* **WHAT IS NEEDED**
Repeat verbatim the lines of the data below, beginning with the line containing "[trace] asphalt road" and continuing to the end.

* **DATA RECORDS**
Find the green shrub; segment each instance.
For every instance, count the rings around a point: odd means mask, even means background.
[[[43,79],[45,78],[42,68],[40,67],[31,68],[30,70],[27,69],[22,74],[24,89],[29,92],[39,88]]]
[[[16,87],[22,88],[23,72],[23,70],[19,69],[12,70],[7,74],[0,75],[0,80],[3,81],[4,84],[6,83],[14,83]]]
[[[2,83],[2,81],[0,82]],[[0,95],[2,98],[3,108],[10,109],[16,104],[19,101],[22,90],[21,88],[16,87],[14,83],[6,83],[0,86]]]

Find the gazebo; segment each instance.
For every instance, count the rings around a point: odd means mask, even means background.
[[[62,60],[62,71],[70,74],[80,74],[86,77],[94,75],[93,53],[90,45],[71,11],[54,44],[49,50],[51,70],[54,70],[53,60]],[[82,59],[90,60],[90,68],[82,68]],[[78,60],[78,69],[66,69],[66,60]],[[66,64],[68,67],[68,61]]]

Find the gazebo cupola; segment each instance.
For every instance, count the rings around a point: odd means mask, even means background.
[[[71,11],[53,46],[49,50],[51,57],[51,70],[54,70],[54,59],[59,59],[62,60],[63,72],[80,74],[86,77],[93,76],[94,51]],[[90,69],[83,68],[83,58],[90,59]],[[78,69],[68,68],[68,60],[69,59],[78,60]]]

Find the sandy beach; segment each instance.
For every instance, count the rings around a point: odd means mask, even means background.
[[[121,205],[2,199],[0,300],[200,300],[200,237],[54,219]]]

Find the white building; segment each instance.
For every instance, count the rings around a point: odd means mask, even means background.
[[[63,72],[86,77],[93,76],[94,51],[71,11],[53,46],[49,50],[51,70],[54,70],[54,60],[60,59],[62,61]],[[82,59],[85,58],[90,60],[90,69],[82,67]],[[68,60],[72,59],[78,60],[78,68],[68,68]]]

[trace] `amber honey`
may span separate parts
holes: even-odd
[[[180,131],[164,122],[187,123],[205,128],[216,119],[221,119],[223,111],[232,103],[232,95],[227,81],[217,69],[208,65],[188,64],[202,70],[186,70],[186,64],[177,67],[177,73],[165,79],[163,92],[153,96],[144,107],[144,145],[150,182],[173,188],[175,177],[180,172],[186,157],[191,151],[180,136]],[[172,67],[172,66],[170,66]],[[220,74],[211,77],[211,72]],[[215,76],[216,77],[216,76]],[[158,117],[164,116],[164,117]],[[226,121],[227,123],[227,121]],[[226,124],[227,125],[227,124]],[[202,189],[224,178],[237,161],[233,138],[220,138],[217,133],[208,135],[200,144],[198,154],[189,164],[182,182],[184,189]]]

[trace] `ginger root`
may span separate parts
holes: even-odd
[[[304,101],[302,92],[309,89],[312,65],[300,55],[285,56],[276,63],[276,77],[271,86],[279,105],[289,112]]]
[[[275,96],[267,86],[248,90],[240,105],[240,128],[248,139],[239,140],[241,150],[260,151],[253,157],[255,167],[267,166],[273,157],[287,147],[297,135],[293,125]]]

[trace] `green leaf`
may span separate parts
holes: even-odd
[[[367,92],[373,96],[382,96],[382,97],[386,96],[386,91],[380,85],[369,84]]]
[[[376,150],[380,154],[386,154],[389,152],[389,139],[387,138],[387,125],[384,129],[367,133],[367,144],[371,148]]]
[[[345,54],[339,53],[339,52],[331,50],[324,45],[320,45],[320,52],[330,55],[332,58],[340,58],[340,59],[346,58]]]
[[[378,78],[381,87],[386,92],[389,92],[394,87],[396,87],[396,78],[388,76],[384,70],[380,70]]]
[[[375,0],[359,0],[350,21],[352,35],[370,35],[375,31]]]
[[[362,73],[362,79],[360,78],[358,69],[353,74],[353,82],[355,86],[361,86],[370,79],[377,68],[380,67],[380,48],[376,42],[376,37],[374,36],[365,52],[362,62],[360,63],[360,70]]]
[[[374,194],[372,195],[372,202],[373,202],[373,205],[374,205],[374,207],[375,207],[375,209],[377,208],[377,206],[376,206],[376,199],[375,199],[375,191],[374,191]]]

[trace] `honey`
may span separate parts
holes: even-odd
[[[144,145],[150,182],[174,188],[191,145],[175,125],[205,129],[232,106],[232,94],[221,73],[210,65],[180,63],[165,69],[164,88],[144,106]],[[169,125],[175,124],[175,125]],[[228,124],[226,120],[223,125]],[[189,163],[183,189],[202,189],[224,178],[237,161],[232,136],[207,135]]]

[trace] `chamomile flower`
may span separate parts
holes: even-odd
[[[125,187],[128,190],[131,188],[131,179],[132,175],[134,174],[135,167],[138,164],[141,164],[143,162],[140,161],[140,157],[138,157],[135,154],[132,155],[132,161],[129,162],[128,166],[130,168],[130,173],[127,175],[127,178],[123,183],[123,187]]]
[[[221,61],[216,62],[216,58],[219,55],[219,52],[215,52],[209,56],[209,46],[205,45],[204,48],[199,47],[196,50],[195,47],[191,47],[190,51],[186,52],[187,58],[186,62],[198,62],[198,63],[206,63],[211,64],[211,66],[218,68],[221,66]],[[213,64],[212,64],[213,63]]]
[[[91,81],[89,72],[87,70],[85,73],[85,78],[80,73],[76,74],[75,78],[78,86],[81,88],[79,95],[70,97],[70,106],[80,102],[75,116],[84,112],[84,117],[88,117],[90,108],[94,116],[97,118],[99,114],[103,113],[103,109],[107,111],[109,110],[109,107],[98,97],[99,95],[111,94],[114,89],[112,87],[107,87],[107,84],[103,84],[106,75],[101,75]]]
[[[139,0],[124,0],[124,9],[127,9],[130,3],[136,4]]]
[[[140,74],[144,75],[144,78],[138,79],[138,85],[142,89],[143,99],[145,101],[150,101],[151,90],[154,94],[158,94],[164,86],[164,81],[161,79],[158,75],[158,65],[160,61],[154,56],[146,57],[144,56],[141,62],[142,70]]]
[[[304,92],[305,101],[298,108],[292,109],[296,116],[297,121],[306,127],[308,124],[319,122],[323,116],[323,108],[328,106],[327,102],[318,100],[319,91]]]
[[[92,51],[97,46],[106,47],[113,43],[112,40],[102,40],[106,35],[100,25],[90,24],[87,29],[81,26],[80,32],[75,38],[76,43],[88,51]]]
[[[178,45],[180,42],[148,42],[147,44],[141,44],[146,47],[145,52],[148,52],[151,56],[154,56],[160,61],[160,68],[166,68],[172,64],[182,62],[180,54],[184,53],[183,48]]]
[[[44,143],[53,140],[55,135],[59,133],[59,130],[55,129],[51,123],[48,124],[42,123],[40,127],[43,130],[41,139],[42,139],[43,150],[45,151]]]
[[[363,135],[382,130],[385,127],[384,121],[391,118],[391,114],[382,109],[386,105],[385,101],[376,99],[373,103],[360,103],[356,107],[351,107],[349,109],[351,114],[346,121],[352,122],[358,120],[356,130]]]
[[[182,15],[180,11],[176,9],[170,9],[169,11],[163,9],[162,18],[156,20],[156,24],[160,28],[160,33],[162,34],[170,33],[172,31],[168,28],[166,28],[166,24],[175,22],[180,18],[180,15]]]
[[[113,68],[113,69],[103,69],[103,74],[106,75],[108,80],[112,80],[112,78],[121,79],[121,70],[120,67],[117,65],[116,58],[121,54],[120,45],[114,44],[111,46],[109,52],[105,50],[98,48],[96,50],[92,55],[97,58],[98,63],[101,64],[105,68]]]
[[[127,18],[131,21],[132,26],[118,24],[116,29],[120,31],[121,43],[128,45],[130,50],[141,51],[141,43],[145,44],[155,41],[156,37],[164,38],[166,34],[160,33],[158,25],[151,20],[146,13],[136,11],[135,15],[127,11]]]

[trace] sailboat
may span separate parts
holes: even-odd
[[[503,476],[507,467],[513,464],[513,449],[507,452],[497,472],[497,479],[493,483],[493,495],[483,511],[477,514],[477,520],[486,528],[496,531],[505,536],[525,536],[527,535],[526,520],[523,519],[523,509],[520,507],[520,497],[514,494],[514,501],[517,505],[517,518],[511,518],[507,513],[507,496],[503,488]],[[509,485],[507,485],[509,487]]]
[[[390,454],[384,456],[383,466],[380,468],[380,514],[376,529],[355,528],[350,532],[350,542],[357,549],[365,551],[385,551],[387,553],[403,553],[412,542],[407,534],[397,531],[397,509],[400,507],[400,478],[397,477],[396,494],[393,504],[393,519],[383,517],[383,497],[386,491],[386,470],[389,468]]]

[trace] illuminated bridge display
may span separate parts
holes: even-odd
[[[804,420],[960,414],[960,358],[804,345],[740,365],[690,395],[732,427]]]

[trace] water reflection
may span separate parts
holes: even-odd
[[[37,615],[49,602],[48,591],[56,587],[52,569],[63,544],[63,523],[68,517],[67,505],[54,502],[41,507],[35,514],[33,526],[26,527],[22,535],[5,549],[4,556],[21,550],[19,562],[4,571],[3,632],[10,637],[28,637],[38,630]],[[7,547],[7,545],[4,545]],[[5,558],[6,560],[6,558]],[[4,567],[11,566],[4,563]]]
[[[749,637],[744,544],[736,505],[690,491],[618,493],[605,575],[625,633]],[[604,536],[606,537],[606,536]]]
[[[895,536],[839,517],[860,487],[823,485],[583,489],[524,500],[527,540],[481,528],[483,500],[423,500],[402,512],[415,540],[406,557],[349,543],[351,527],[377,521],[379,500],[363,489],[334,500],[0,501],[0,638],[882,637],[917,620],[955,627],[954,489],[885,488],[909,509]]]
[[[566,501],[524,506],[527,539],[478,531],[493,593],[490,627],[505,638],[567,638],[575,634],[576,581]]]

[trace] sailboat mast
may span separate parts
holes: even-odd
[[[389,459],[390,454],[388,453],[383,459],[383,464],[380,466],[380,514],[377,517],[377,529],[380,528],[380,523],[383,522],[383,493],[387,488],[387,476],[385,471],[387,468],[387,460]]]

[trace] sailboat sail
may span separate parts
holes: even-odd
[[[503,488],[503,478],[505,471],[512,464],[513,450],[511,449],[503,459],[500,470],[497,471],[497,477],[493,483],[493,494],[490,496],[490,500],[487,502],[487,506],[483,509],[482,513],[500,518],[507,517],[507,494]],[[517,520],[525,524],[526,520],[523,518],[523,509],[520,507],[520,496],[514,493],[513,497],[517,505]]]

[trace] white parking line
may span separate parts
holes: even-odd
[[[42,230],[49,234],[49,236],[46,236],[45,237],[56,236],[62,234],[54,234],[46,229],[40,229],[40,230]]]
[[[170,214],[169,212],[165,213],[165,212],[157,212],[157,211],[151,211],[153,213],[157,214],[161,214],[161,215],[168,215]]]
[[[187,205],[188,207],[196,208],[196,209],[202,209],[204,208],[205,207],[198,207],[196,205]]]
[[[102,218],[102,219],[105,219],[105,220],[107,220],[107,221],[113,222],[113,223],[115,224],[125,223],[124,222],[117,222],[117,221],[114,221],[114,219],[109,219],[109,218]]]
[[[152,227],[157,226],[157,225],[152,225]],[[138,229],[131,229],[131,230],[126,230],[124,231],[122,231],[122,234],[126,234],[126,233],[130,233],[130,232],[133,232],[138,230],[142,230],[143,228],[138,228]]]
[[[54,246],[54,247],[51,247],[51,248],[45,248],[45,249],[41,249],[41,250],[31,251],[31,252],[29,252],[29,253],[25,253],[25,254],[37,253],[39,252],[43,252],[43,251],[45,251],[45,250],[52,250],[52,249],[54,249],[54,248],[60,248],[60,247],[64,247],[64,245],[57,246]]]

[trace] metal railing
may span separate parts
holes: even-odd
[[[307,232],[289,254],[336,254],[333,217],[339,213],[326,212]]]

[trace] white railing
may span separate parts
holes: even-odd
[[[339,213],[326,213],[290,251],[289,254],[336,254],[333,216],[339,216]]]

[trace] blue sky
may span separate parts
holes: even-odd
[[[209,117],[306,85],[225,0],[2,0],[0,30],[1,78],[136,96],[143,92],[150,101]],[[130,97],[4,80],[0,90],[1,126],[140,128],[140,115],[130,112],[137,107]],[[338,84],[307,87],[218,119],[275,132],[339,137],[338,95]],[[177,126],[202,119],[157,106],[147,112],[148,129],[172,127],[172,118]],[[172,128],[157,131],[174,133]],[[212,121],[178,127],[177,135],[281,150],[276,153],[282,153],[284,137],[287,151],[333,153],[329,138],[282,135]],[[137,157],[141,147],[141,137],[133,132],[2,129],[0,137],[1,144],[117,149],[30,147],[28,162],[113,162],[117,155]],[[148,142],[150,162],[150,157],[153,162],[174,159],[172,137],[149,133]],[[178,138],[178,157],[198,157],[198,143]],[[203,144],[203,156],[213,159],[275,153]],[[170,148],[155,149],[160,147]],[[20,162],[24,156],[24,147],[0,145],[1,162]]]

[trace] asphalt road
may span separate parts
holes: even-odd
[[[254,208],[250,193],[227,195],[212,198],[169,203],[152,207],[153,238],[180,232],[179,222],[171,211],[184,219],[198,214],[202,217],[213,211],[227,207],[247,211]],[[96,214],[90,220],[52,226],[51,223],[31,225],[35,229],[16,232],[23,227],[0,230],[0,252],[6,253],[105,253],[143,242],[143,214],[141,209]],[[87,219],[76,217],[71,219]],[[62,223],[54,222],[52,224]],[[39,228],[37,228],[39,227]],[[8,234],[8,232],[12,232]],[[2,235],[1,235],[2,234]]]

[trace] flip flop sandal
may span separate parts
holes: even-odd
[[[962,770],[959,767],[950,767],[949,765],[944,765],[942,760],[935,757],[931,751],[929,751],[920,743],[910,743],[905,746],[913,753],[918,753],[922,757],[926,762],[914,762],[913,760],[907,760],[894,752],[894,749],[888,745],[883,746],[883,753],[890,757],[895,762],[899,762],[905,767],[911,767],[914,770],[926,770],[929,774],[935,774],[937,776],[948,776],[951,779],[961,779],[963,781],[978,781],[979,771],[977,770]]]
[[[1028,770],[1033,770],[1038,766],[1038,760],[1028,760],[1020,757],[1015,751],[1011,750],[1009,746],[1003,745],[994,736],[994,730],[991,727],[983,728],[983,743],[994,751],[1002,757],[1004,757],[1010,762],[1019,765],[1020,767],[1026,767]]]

* **EXERCISE OUTPUT**
[trace] asphalt road
may span separate parts
holes: even-odd
[[[254,208],[250,193],[227,195],[212,198],[169,203],[152,207],[153,238],[180,232],[179,222],[171,211],[184,219],[198,214],[202,217],[213,211],[227,207],[247,211]],[[96,214],[90,220],[52,226],[51,223],[31,225],[35,229],[16,232],[23,227],[0,230],[0,252],[6,253],[105,253],[143,242],[143,214],[141,209]],[[87,219],[76,217],[71,219]],[[62,223],[54,222],[52,224]],[[39,228],[37,228],[39,227]],[[8,234],[8,232],[12,232]],[[2,235],[1,235],[2,234]]]

[trace] flip flop sandal
may span separate parts
holes: even-odd
[[[962,770],[959,767],[950,767],[949,765],[944,765],[942,760],[935,757],[931,751],[929,751],[920,743],[910,743],[905,746],[913,753],[918,753],[922,757],[926,762],[914,762],[913,760],[907,760],[894,752],[894,749],[888,745],[883,746],[883,753],[890,757],[895,762],[899,762],[905,767],[911,767],[914,770],[926,770],[929,774],[935,774],[937,776],[948,776],[951,779],[961,779],[963,781],[978,781],[979,771],[977,770]]]
[[[1028,770],[1033,770],[1038,766],[1038,760],[1028,760],[1020,757],[1015,751],[1011,750],[1009,746],[1003,745],[994,736],[994,730],[991,727],[983,728],[983,743],[994,751],[1002,757],[1004,757],[1010,762],[1019,765],[1020,767],[1026,767]]]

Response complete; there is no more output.